START Given data

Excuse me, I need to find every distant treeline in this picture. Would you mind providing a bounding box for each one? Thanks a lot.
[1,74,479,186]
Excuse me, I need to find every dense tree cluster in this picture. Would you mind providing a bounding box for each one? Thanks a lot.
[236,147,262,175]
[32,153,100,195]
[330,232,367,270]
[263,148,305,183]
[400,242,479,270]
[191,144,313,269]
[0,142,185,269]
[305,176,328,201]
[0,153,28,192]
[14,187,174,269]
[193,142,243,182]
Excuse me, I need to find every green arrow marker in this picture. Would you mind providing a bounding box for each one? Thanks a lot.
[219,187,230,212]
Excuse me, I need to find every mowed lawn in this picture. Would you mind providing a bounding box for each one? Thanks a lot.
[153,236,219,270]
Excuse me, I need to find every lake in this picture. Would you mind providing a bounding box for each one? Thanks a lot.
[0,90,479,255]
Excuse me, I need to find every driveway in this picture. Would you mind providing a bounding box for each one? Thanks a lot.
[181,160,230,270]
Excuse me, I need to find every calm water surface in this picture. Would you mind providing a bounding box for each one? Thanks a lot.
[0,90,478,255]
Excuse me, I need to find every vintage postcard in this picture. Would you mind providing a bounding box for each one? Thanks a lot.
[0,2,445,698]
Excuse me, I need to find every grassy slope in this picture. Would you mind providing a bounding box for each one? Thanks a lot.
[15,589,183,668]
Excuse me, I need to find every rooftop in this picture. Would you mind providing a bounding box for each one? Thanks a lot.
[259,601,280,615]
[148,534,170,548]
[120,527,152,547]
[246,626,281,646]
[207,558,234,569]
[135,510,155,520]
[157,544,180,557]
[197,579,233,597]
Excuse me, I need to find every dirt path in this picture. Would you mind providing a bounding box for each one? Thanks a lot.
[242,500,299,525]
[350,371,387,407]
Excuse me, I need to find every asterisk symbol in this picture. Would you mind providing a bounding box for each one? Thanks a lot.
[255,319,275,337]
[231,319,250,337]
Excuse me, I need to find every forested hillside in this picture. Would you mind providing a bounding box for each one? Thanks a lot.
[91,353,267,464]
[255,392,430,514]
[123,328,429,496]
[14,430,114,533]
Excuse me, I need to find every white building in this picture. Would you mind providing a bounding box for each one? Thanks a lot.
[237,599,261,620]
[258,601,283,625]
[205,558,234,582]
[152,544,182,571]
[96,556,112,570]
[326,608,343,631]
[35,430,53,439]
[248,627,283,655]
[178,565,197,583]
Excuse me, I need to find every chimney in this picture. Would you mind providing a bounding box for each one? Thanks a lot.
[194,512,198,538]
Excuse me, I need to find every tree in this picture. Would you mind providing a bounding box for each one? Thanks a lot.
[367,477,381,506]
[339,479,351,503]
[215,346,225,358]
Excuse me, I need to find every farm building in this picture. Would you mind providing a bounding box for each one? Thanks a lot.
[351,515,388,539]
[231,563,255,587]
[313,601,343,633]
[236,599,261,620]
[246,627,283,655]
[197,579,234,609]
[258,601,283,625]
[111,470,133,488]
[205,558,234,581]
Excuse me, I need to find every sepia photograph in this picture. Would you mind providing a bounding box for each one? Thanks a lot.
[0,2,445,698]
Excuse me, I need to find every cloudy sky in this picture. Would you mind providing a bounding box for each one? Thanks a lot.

END Given data

_Work task_
Extract the full listing above without alteration.

_Exercise output_
Excuse me, I need to find every distant treeline in this picture. Would you mind providing a bounding box for each one? Thanks a lot.
[1,74,479,186]
Excuse me, I need to find every dense tree cluster in this picture. Would you mind providing a bounding box for each one? Thanks a lot.
[236,147,262,175]
[32,153,100,195]
[330,232,367,270]
[263,148,305,183]
[400,242,479,270]
[191,144,313,269]
[0,142,185,269]
[305,176,328,201]
[0,153,28,192]
[14,187,174,269]
[193,142,243,182]
Excuse me, I need to find every green arrow marker in this picture. Would you mind providing a bounding box for each one? Thanks a lot.
[219,187,230,212]
Excuse me, I need to find every mowed lawn in this picture. Would you mind providing a bounding box for each one? Thanks a lot.
[153,236,219,270]
Excuse me, I need to find every lake in this picture. Would you mind providing a bounding box for each one? Thanks a lot.
[0,90,479,255]
Excuse me, I need to find every driveway in this picture. Would you mind providing a bounding box for each one? Thanks a lot.
[181,160,230,270]
Excuse me, I need to find every calm water surface in this picture. Would you mind providing a bounding box for each one? Thanks a lot.
[0,90,478,255]
Excuse me, I need to find every vintage postcard in this picture. Would you mind providing a bounding box for each one? Thanks a lot.
[0,2,445,698]
Excuse me, I need to find every grassy slope in this picture. Would you mind providing a bounding box for each one? Thanks a lot.
[15,589,183,668]
Excuse me, I need to find every rooftop in this picture. Would you mind providing a bounding box for each one? Thanks a lot.
[259,601,280,615]
[148,534,170,548]
[120,527,152,547]
[246,626,281,646]
[207,558,234,569]
[135,510,155,520]
[157,544,180,557]
[197,579,233,597]
Excuse me, I need to find every dirt path in this picture. Would you mind providing a bounding box for each one? Thanks a lot.
[242,500,299,525]
[350,371,387,407]
Excuse me, I need to find every asterisk symbol in this picture. Would you mind providing a bounding box for each one? Thanks a lot.
[255,319,275,337]
[231,319,250,337]
Excuse me, I need to find every forested hillside in this picture. Would you mind providing a bounding box for each one? Thanks a lot.
[91,353,267,464]
[255,392,430,514]
[123,328,429,496]
[14,430,114,533]
Excuse me, I need to find every white building in this picture. Would you mind providing a bounding box for each one? Thanks a lot.
[237,599,261,620]
[258,601,283,625]
[205,558,234,582]
[152,544,182,571]
[96,556,112,570]
[326,608,343,631]
[35,430,53,439]
[248,627,283,655]
[178,565,197,583]
Excuse me, I need to find every chimney in this picture. Would you mind providing a bounding box for each one? Thanks a lot.
[194,512,198,538]
Excuse me, I need to find every tree in this picture. Would you mind providing a bounding box for each one? Thanks a lot.
[367,477,381,506]
[339,479,351,503]
[215,346,225,358]
Excuse me, I need to find every farm building in this picture. Would you mind providing a bounding box for each one? Thanks a lot.
[351,515,388,539]
[231,563,255,587]
[313,601,343,633]
[236,599,261,620]
[246,627,283,655]
[197,579,234,609]
[258,601,283,625]
[111,470,133,488]
[205,558,234,581]
Excuse me, I need to find every sepia photograph in this picture. Would you mind providing a bounding box for each one? Thanks a lot.
[0,2,445,698]
Excuse me, I need to find every cloudy sky in this picture. Would you mind providing a bounding box for each one? Thanks a lot.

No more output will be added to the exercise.